*** Opening RECORD EXTRACTS ***

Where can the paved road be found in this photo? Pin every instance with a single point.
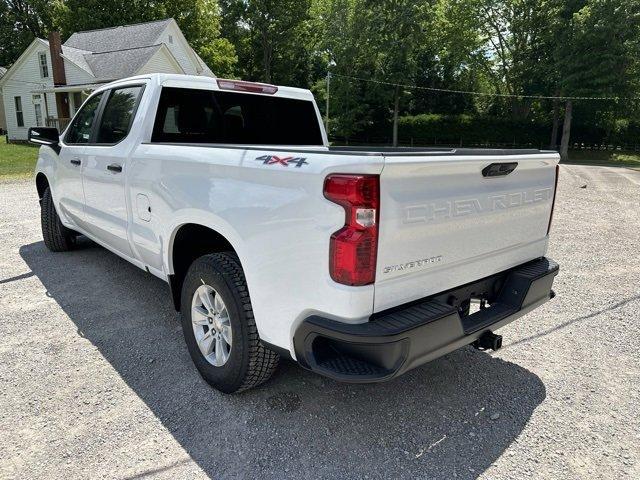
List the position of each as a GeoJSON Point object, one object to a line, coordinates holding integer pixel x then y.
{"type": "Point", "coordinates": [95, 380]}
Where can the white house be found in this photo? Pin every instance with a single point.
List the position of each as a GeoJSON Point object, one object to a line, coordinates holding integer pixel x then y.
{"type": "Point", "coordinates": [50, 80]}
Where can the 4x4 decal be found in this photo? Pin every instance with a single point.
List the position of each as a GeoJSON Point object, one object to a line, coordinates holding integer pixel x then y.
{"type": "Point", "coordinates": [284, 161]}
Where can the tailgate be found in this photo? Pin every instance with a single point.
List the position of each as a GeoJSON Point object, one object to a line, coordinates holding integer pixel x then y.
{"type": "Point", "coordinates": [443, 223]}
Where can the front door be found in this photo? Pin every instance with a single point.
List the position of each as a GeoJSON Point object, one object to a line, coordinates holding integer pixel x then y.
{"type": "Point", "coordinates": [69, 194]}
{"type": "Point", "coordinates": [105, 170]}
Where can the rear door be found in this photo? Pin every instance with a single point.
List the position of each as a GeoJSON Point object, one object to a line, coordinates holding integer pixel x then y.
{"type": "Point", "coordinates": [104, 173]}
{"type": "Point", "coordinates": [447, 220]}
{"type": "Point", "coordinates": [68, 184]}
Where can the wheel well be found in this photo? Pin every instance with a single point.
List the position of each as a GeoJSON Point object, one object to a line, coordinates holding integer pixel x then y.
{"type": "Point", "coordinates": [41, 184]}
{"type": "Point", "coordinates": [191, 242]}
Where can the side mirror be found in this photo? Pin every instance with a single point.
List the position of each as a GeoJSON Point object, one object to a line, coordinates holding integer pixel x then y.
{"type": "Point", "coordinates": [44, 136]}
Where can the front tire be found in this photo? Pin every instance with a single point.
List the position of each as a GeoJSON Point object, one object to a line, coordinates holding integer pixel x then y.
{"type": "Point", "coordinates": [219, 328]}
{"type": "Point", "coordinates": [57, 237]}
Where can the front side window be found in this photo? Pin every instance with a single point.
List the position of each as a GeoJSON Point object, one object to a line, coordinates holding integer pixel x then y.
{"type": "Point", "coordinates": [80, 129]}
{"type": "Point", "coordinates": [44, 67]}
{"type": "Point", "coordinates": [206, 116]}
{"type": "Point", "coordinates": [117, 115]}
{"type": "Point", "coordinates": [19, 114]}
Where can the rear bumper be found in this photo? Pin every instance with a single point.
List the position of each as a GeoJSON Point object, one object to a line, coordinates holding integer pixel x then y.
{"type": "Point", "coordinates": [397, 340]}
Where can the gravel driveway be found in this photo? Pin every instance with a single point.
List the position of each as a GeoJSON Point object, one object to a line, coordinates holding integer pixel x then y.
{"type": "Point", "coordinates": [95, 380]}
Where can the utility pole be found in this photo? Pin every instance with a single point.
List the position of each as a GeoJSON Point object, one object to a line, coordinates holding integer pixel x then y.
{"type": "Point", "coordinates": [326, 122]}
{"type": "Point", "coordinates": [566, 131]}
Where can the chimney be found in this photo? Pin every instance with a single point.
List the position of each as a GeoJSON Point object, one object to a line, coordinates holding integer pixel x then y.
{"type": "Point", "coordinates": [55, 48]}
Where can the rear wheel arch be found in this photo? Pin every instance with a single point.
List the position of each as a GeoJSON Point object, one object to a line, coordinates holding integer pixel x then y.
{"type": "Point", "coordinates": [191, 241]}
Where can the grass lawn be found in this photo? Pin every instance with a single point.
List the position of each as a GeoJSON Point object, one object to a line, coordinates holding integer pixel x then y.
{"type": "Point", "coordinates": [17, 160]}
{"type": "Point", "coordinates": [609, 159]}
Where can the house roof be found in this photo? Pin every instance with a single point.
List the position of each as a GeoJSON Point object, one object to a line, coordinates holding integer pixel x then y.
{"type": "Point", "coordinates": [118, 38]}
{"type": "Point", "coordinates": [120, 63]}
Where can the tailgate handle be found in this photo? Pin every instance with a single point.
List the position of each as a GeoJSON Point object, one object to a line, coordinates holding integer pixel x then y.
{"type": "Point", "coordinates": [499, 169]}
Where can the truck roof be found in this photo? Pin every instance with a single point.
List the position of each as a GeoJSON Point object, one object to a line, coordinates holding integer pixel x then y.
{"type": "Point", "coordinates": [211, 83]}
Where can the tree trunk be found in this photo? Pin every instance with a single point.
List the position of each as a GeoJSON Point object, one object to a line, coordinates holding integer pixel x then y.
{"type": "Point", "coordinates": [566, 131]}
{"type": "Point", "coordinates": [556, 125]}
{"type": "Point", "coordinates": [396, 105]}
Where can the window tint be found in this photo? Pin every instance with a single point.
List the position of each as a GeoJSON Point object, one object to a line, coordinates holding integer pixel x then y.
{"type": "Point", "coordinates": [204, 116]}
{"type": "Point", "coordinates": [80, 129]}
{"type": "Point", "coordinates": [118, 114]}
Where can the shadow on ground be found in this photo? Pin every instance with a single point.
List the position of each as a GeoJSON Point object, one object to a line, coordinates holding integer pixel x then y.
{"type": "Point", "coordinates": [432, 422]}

*** Closing RECORD EXTRACTS ***

PROMPT
Everything in the listing above except the pictures should be duplicated exactly.

REPLY TO THE EXERCISE
Where can the paved road be found in this photo? Pin every instance with a single point.
List the position of each as a GeoJSON Point object, one object to a line, coordinates holding integer pixel x then y.
{"type": "Point", "coordinates": [95, 380]}
Where can the white house be found in this photo? Pin every instance with a single point.
List the position of each as a GeoJSON Point object, one object to a line, coordinates holding integer pixel x then y.
{"type": "Point", "coordinates": [50, 80]}
Where can the 4x4 decal be found in this photo? Pin every instance with a single point.
List the position of each as a GeoJSON Point object, one object to a line, coordinates holding integer pixel x then y.
{"type": "Point", "coordinates": [284, 161]}
Where can the tailgate be found in this photo? Pin every instance with a single point.
List the position of each as a GeoJSON Point object, one object to a line, coordinates holding integer pixel x then y.
{"type": "Point", "coordinates": [443, 223]}
Where can the front door be found in this photo? Pin every instance with a single point.
List the position of each as a GeoJSON Point object, one object to a line, coordinates holding integer pixel x then y.
{"type": "Point", "coordinates": [69, 194]}
{"type": "Point", "coordinates": [105, 170]}
Where can the rear door be found in this photo? Pin every instance with a single point.
List the position of each as a GeoJSON Point object, one object to a line, coordinates holding integer pixel x then y.
{"type": "Point", "coordinates": [104, 173]}
{"type": "Point", "coordinates": [447, 220]}
{"type": "Point", "coordinates": [68, 184]}
Where can the wheel well be found in this photo? Pin every instance with a single point.
List the position of each as a GeoJSON Point object, one object to a line, coordinates holding integer pixel x then y.
{"type": "Point", "coordinates": [41, 184]}
{"type": "Point", "coordinates": [191, 242]}
Where can the side mirror be found in this photo? Pin every instance with a single point.
List the position of each as a GeoJSON Point object, one object to a line, coordinates holding integer pixel x then y.
{"type": "Point", "coordinates": [44, 136]}
Where can the front tire be found in this photo? Pin every instance with a single point.
List the position of each as a GeoJSON Point object, one object to a line, coordinates holding integer pixel x then y.
{"type": "Point", "coordinates": [219, 328]}
{"type": "Point", "coordinates": [57, 237]}
Where can the front side window be found in this photo? Pin every instance with a single point.
List the position of each as a GeoJSON Point object, one object to a line, coordinates holding integer pixel x then y.
{"type": "Point", "coordinates": [80, 129]}
{"type": "Point", "coordinates": [44, 67]}
{"type": "Point", "coordinates": [206, 116]}
{"type": "Point", "coordinates": [117, 115]}
{"type": "Point", "coordinates": [19, 114]}
Where can the rear bumper be found in this photo? Pin every instance with a single point.
List the position of each as a GeoJSON Point object, one object to a line, coordinates holding integer pixel x then y.
{"type": "Point", "coordinates": [397, 340]}
Where can the gravel driveway be found in this photo? Pin every instance with a single point.
List the position of each as a GeoJSON Point object, one object to a line, coordinates holding integer pixel x then y.
{"type": "Point", "coordinates": [95, 380]}
Where can the utility pole be found in this photo? Pin every instance with a single point.
List the position of each as a GeoJSON Point object, one object to a line, coordinates holding integer pixel x then y.
{"type": "Point", "coordinates": [326, 122]}
{"type": "Point", "coordinates": [566, 131]}
Where can the chimney be found in this photo? Pin every instance with a single point.
List the position of each as a GeoJSON Point object, one object to a line, coordinates holding integer pixel x then y.
{"type": "Point", "coordinates": [55, 48]}
Where can the rear wheel arch be found in this photo? Pin every instance with a single point.
List the position of each as a GeoJSON Point object, one object to a line, coordinates holding integer pixel x then y.
{"type": "Point", "coordinates": [191, 241]}
Where can the grass lawn be found in this photo? Pin every instance with a single point.
List the position of each as a GeoJSON Point object, one object to a line, coordinates holding integer pixel x then y.
{"type": "Point", "coordinates": [17, 160]}
{"type": "Point", "coordinates": [609, 159]}
Where can the house roof be found in this photo? Pin every instance with a single point.
List the position of each as a GeoJSON Point object, one object to a line, coordinates holding integer pixel x then y.
{"type": "Point", "coordinates": [118, 38]}
{"type": "Point", "coordinates": [120, 63]}
Where can the tailgate handle be found in this photo? Pin every instance with a single point.
List the position of each as a GeoJSON Point object, one object to a line, coordinates holding integer pixel x then y.
{"type": "Point", "coordinates": [499, 169]}
Where can the truck roof be found in this photo? Pin every instance with a single point.
List the position of each as a GeoJSON Point object, one object to a line, coordinates holding integer pixel x then y.
{"type": "Point", "coordinates": [211, 83]}
Where can the tree trunk be found in this photo? Pin every instance with a single point.
List the position of each as a GeoJSON Point object, one object to a line, coordinates holding integer pixel x then y.
{"type": "Point", "coordinates": [566, 131]}
{"type": "Point", "coordinates": [556, 125]}
{"type": "Point", "coordinates": [396, 105]}
Where can the window tint be found in this photo? Pin every instance with a single point.
List the position of each as a GeoJSON Point object, one object to a line, coordinates holding integer pixel x then y.
{"type": "Point", "coordinates": [204, 116]}
{"type": "Point", "coordinates": [80, 129]}
{"type": "Point", "coordinates": [118, 114]}
Where can the shadow on ground be found in this photo? Pin every instance with a single point.
List the position of each as a GeoJSON Point object, one object to a line, coordinates holding integer pixel x then y.
{"type": "Point", "coordinates": [432, 422]}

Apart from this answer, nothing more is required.